Segmentation mask data

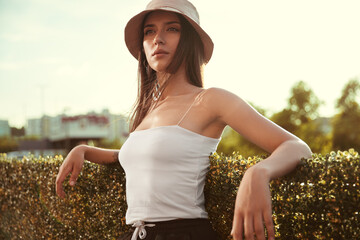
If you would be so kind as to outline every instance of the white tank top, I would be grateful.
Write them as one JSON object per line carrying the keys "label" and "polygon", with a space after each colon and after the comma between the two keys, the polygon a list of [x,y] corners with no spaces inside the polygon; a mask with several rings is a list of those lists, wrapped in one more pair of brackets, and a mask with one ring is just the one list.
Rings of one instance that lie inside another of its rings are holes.
{"label": "white tank top", "polygon": [[128,204],[126,224],[208,217],[203,190],[209,156],[220,138],[180,126],[194,102],[177,125],[134,131],[121,147],[119,161],[126,174]]}

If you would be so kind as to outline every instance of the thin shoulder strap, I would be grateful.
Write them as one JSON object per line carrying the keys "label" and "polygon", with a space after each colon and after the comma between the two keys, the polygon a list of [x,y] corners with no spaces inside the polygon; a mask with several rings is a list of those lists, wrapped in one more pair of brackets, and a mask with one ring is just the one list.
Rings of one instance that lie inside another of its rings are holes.
{"label": "thin shoulder strap", "polygon": [[184,118],[186,117],[186,115],[188,114],[188,112],[190,111],[190,109],[194,106],[195,102],[202,97],[205,92],[207,91],[207,89],[202,90],[201,92],[198,93],[198,95],[195,97],[194,101],[191,103],[190,107],[186,110],[186,112],[184,113],[184,115],[182,116],[182,118],[180,119],[180,121],[176,124],[176,125],[180,125],[180,123],[184,120]]}

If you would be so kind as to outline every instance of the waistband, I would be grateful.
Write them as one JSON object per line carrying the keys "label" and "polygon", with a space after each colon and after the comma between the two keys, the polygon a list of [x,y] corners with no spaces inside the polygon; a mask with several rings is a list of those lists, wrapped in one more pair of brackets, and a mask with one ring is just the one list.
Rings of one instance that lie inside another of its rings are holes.
{"label": "waistband", "polygon": [[157,229],[186,228],[210,223],[207,218],[174,219],[161,222],[146,222],[146,224],[155,224]]}
{"label": "waistband", "polygon": [[135,227],[135,231],[132,235],[131,240],[136,240],[138,236],[140,239],[145,239],[147,235],[145,227],[154,227],[157,230],[162,230],[162,229],[171,230],[176,228],[194,227],[209,223],[210,221],[207,218],[175,219],[175,220],[161,221],[161,222],[137,221],[132,225],[133,227]]}

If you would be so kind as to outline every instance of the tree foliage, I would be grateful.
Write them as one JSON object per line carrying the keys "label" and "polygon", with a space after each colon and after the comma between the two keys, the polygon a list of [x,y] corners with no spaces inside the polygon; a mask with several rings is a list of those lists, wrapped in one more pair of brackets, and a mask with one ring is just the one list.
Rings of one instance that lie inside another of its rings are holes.
{"label": "tree foliage", "polygon": [[18,143],[11,137],[0,137],[0,153],[7,153],[15,151],[18,147]]}
{"label": "tree foliage", "polygon": [[296,83],[288,101],[288,109],[292,111],[291,121],[299,126],[316,119],[321,103],[304,81]]}
{"label": "tree foliage", "polygon": [[301,124],[295,131],[295,135],[305,141],[315,153],[328,153],[332,150],[331,132],[323,129],[323,125],[328,125],[330,119],[318,118],[310,122]]}
{"label": "tree foliage", "polygon": [[[322,127],[328,122],[318,119],[318,109],[322,102],[303,81],[295,83],[290,93],[287,107],[273,114],[270,119],[304,140],[314,152],[326,153],[331,151],[331,133],[325,131]],[[264,115],[265,111],[263,109],[255,108]],[[226,154],[240,152],[243,156],[265,153],[265,151],[250,143],[232,129],[228,130],[224,135],[219,144],[218,152]]]}
{"label": "tree foliage", "polygon": [[341,97],[336,102],[336,108],[340,113],[355,113],[359,111],[357,102],[360,84],[357,79],[350,80],[342,90]]}
{"label": "tree foliage", "polygon": [[120,139],[113,139],[113,140],[101,139],[100,141],[96,141],[94,145],[96,147],[101,147],[101,148],[120,149],[122,143]]}
{"label": "tree foliage", "polygon": [[[256,106],[253,103],[250,103],[250,105],[261,115],[266,116],[265,109]],[[266,154],[264,150],[248,141],[231,127],[225,128],[223,137],[218,145],[217,152],[228,156],[238,152],[244,157]]]}
{"label": "tree foliage", "polygon": [[271,120],[304,140],[317,153],[331,151],[330,132],[323,129],[326,119],[319,118],[318,109],[322,102],[303,81],[291,89],[285,109],[275,113]]}
{"label": "tree foliage", "polygon": [[230,156],[236,152],[244,157],[266,154],[264,150],[248,141],[230,127],[225,129],[222,140],[217,148],[218,153]]}
{"label": "tree foliage", "polygon": [[297,125],[291,120],[294,118],[293,115],[294,112],[286,108],[272,115],[271,120],[289,132],[295,133]]}
{"label": "tree foliage", "polygon": [[300,125],[309,123],[319,116],[318,109],[321,103],[310,87],[304,81],[299,81],[291,88],[287,107],[275,113],[271,120],[295,133]]}
{"label": "tree foliage", "polygon": [[333,147],[336,150],[349,147],[360,149],[360,106],[358,103],[358,92],[360,83],[357,79],[350,80],[342,90],[337,100],[336,108],[338,114],[334,116],[333,125]]}

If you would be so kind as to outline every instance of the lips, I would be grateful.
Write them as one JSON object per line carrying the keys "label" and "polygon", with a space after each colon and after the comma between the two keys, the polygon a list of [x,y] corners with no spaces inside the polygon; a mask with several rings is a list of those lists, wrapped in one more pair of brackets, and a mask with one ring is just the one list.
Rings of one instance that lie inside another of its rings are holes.
{"label": "lips", "polygon": [[153,52],[152,56],[160,56],[163,54],[169,54],[169,52],[162,49],[157,49],[155,52]]}

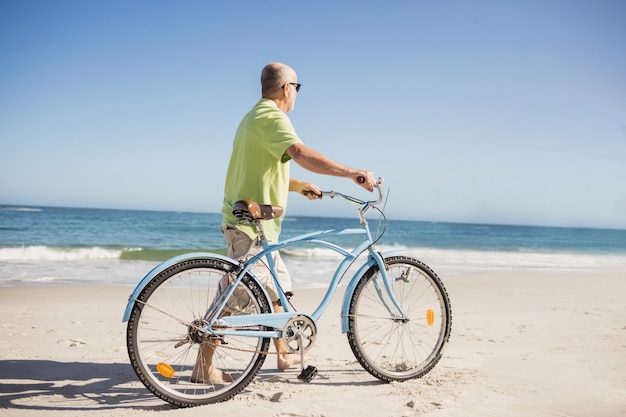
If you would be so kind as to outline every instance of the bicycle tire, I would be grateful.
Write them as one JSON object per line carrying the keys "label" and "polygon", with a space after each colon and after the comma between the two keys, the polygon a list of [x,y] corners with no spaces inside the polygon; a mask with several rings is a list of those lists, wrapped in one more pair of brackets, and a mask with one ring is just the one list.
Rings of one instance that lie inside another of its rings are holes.
{"label": "bicycle tire", "polygon": [[[263,365],[269,338],[224,336],[212,339],[218,346],[212,360],[232,381],[192,381],[202,340],[207,341],[206,333],[198,331],[200,320],[211,307],[219,281],[234,266],[220,259],[179,262],[156,275],[132,309],[126,330],[130,363],[148,390],[177,407],[226,401],[243,390]],[[251,310],[245,314],[270,312],[259,283],[249,275],[235,294],[249,297]]]}
{"label": "bicycle tire", "polygon": [[395,311],[378,265],[359,278],[350,300],[348,342],[361,366],[385,381],[420,378],[441,359],[450,338],[452,313],[441,279],[417,259],[385,259],[392,289],[408,320]]}

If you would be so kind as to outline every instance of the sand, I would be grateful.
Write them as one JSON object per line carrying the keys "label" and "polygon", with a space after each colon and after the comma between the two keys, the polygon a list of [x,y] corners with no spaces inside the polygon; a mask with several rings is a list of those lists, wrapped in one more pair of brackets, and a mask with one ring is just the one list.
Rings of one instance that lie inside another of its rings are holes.
{"label": "sand", "polygon": [[[453,328],[425,377],[378,382],[335,303],[306,384],[273,369],[225,403],[176,409],[141,385],[121,317],[132,288],[0,288],[0,416],[626,416],[626,272],[444,277]],[[296,305],[318,290],[301,290]]]}

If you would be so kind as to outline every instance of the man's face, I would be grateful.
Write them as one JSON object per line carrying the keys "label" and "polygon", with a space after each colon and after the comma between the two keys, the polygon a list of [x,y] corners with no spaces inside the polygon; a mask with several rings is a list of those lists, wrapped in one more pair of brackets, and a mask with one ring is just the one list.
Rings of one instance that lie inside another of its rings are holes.
{"label": "man's face", "polygon": [[289,110],[287,111],[292,111],[296,105],[296,97],[298,96],[296,84],[298,84],[298,76],[295,72],[293,72],[289,77],[289,82],[285,86],[285,95],[287,96],[287,103],[289,108]]}

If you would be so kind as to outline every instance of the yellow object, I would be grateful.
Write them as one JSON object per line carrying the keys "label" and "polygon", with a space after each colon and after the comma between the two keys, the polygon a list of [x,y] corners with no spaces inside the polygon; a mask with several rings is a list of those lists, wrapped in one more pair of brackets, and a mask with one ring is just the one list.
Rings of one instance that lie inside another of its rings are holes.
{"label": "yellow object", "polygon": [[174,368],[172,368],[171,365],[168,365],[167,363],[164,363],[164,362],[157,363],[156,370],[159,371],[159,373],[163,375],[165,378],[172,378],[174,374],[176,373],[174,371]]}
{"label": "yellow object", "polygon": [[428,323],[429,326],[435,324],[435,312],[430,308],[426,310],[426,323]]}

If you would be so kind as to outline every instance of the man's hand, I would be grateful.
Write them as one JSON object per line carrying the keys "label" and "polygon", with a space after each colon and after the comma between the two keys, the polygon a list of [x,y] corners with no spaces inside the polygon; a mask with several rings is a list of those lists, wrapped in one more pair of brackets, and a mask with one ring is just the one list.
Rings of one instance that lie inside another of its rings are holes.
{"label": "man's hand", "polygon": [[376,178],[374,178],[373,172],[359,171],[352,179],[354,180],[354,182],[365,188],[367,191],[374,191],[374,187],[376,186]]}
{"label": "man's hand", "polygon": [[302,194],[309,200],[319,200],[322,198],[322,190],[315,184],[310,182],[299,181],[296,179],[289,180],[289,191]]}

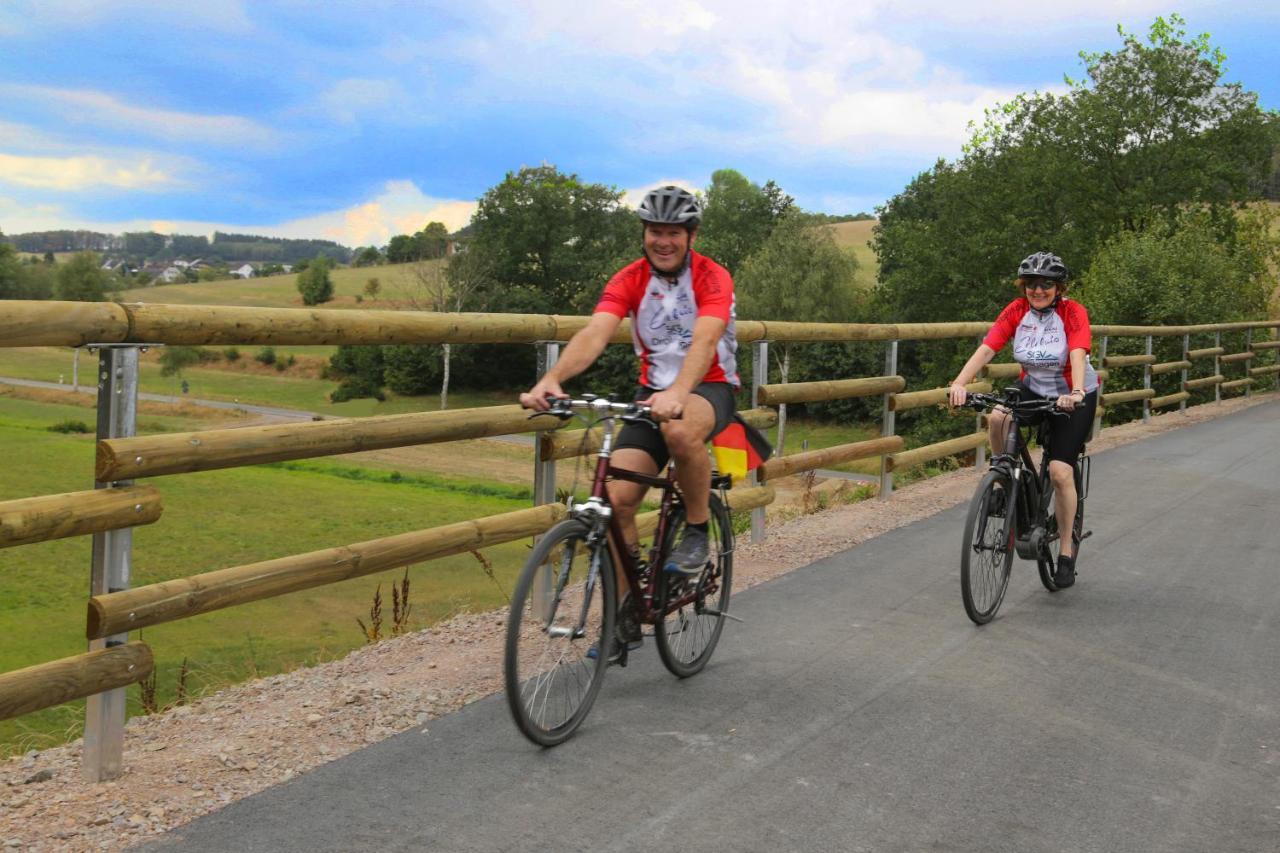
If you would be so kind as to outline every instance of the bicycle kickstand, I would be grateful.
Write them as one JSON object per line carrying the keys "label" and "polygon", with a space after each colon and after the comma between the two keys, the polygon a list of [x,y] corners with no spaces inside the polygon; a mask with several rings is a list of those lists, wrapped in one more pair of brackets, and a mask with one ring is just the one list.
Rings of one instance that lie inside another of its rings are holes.
{"label": "bicycle kickstand", "polygon": [[723,616],[726,619],[732,619],[734,622],[742,622],[743,624],[746,624],[746,621],[747,621],[746,619],[743,619],[741,616],[734,616],[732,613],[727,613],[720,610],[712,610],[710,607],[704,608],[702,612],[708,613],[712,616]]}

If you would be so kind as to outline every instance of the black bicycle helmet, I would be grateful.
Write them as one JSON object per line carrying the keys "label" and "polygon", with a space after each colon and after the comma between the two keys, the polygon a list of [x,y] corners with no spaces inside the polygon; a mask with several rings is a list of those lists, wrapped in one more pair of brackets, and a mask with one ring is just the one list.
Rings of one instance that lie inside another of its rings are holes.
{"label": "black bicycle helmet", "polygon": [[1018,264],[1018,278],[1037,276],[1050,281],[1066,281],[1067,275],[1067,265],[1062,262],[1062,258],[1048,252],[1027,255]]}
{"label": "black bicycle helmet", "polygon": [[683,225],[696,228],[702,221],[702,206],[688,190],[677,186],[650,190],[637,209],[641,222],[656,225]]}

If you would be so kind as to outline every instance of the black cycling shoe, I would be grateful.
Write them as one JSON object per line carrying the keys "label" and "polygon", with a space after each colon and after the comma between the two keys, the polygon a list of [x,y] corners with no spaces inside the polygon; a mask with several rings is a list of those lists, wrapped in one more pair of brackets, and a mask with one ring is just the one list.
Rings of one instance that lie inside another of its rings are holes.
{"label": "black cycling shoe", "polygon": [[1058,570],[1053,573],[1053,585],[1066,589],[1076,582],[1076,558],[1058,555]]}
{"label": "black cycling shoe", "polygon": [[707,558],[710,555],[711,543],[707,532],[696,527],[686,526],[680,534],[680,541],[676,543],[676,547],[671,549],[671,554],[667,557],[667,564],[663,566],[663,571],[670,574],[684,575],[687,578],[696,578],[702,574],[702,568],[707,564]]}
{"label": "black cycling shoe", "polygon": [[1004,518],[1005,501],[1004,489],[992,489],[991,500],[987,503],[987,515],[991,518]]}

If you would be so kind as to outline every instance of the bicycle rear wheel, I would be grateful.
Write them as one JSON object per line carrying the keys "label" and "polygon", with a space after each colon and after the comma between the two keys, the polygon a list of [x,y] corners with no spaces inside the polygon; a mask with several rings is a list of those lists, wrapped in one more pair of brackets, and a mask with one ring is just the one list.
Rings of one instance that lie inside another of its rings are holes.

**What you should do**
Repeat verbatim the lines between the start of the data and the line containing "waistband, I would be grateful.", both ends included, omitting all pictures.

**Response**
If you would be so kind as to outline every instance of the white tank top, I would be grateful.
Write them as one JSON object per line carrying the keys "label" and "polygon", with a space after each colon and after the comma between the two keys, the polygon a list of [x,y] corners with no spaces inside the polygon; a mask with several rings is a list of those lists, wrapped in one more pair of brackets, and a mask with one ring is just the one list.
Rings of one instance that lie inside another of its rings are holes.
{"label": "white tank top", "polygon": [[128,204],[126,224],[208,217],[203,190],[209,156],[220,138],[180,126],[194,102],[177,125],[134,131],[121,147],[119,161],[126,174]]}

If you would be so kind as to outline every instance of the thin shoulder strap, I would be grateful.
Write them as one JSON object per line carrying the keys "label" and "polygon", with a space after each colon and after the comma between the two keys, the polygon a list of [x,y] corners with no spaces inside the polygon; a mask with several rings is a list of those lists, wrapped in one more pair of brackets, and a mask with one ring is just the one list.
Rings of one instance that lie inside another of its rings are holes.
{"label": "thin shoulder strap", "polygon": [[184,118],[186,117],[186,115],[188,114],[188,112],[190,111],[190,109],[194,106],[195,102],[202,97],[205,92],[207,91],[207,89],[202,90],[201,92],[198,93],[198,95],[195,97],[194,101],[191,103],[190,107],[186,110],[186,112],[184,113],[184,115],[182,116],[182,118],[180,119],[180,121],[176,124],[176,125],[180,125],[180,123],[184,120]]}

If you would be so kind as to outline every instance of the waistband, I would be grateful.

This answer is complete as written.